EXERCISE: Look through the records and copy each line with the string "statue" in it.

----------------

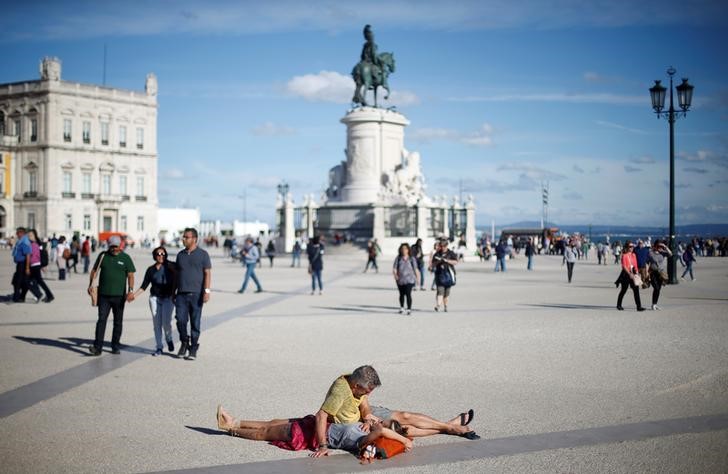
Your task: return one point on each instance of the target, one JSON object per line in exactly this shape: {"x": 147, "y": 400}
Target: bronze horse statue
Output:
{"x": 371, "y": 76}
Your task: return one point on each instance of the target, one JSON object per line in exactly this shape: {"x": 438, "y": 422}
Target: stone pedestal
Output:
{"x": 374, "y": 143}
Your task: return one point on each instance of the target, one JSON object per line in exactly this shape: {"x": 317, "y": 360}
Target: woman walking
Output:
{"x": 406, "y": 276}
{"x": 443, "y": 264}
{"x": 659, "y": 253}
{"x": 36, "y": 265}
{"x": 569, "y": 259}
{"x": 689, "y": 258}
{"x": 162, "y": 275}
{"x": 628, "y": 276}
{"x": 315, "y": 252}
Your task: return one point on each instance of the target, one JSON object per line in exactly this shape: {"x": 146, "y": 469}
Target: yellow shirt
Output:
{"x": 340, "y": 402}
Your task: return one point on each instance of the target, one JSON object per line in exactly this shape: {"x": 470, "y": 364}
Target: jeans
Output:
{"x": 108, "y": 304}
{"x": 250, "y": 273}
{"x": 405, "y": 292}
{"x": 569, "y": 270}
{"x": 421, "y": 268}
{"x": 316, "y": 275}
{"x": 627, "y": 282}
{"x": 161, "y": 308}
{"x": 188, "y": 307}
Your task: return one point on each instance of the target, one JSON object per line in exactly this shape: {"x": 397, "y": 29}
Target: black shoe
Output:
{"x": 183, "y": 349}
{"x": 193, "y": 352}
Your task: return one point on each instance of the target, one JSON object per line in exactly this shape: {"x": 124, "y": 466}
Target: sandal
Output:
{"x": 466, "y": 418}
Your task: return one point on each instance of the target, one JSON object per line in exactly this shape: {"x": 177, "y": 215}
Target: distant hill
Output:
{"x": 704, "y": 230}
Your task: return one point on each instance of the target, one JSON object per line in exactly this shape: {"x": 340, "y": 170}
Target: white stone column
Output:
{"x": 289, "y": 235}
{"x": 374, "y": 143}
{"x": 422, "y": 213}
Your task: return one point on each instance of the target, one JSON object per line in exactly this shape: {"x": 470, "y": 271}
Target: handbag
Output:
{"x": 95, "y": 289}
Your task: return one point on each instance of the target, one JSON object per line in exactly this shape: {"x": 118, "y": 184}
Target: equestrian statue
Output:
{"x": 372, "y": 71}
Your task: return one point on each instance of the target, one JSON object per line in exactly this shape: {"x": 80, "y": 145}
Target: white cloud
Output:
{"x": 573, "y": 98}
{"x": 620, "y": 127}
{"x": 479, "y": 137}
{"x": 269, "y": 129}
{"x": 172, "y": 173}
{"x": 326, "y": 86}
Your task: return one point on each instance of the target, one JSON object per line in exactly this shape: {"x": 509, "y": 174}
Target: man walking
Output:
{"x": 21, "y": 257}
{"x": 116, "y": 283}
{"x": 251, "y": 255}
{"x": 86, "y": 253}
{"x": 193, "y": 290}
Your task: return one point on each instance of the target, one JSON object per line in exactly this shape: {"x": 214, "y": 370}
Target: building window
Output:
{"x": 67, "y": 130}
{"x": 33, "y": 181}
{"x": 86, "y": 183}
{"x": 67, "y": 181}
{"x": 104, "y": 133}
{"x": 140, "y": 138}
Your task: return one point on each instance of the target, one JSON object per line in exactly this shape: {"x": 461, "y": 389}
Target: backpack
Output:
{"x": 43, "y": 257}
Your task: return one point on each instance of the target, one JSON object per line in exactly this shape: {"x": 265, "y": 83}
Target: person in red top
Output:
{"x": 627, "y": 276}
{"x": 86, "y": 253}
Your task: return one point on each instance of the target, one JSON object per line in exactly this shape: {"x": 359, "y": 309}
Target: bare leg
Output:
{"x": 424, "y": 422}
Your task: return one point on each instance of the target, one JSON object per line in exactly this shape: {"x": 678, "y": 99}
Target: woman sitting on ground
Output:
{"x": 297, "y": 434}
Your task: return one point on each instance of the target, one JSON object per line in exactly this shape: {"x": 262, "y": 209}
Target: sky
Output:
{"x": 502, "y": 96}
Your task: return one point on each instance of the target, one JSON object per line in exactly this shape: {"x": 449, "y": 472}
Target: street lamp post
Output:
{"x": 684, "y": 98}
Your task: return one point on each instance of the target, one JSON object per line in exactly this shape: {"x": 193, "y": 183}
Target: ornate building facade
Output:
{"x": 78, "y": 158}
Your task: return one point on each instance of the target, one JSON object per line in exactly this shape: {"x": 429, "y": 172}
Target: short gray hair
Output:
{"x": 366, "y": 376}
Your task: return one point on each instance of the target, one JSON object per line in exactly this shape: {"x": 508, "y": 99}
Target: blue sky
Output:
{"x": 501, "y": 96}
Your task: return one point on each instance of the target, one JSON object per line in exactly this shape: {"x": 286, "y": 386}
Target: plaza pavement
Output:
{"x": 560, "y": 380}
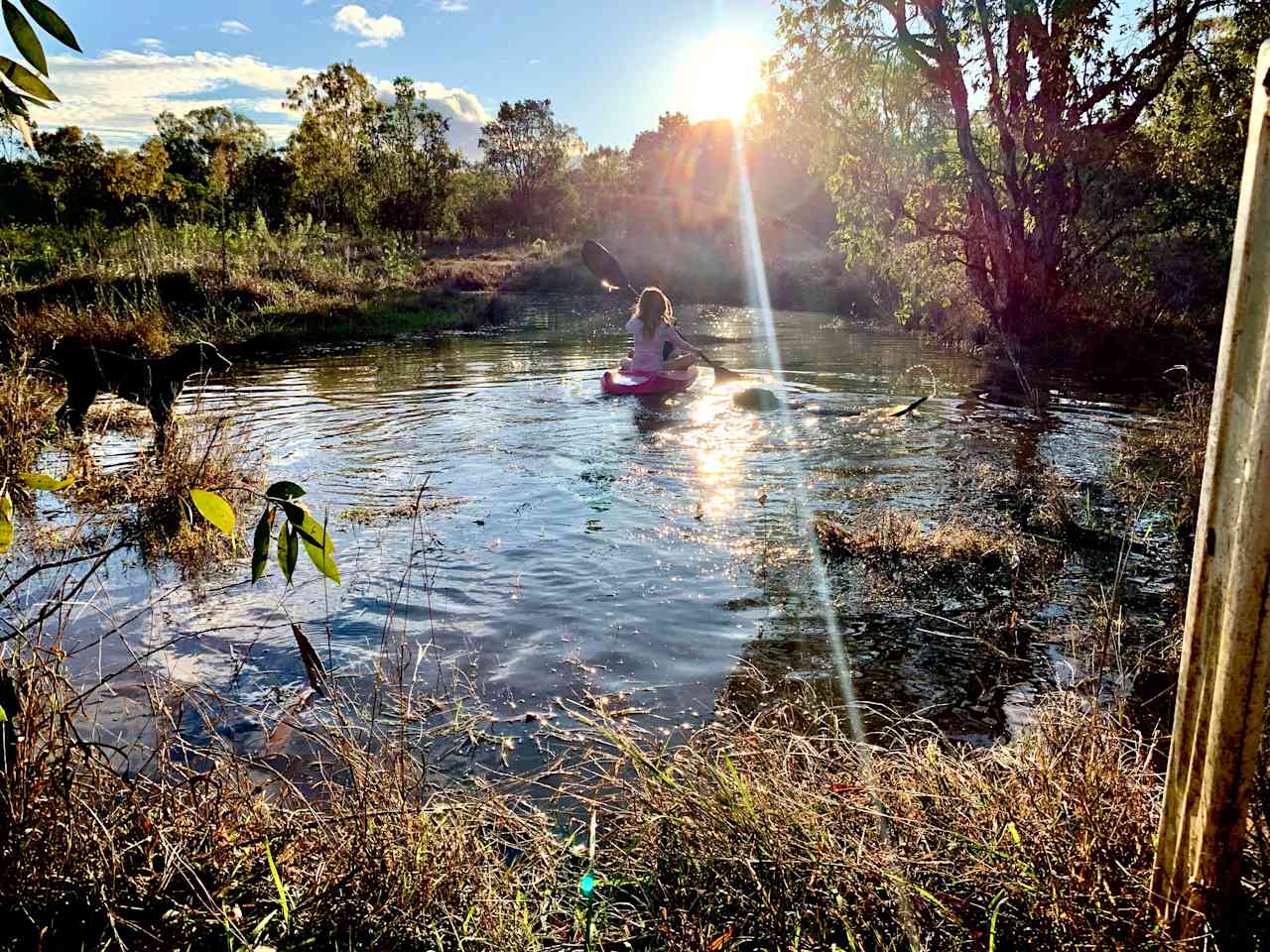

----------------

EXERCISE RESPONSE:
Target: bronze horse statue
Target: equestrian statue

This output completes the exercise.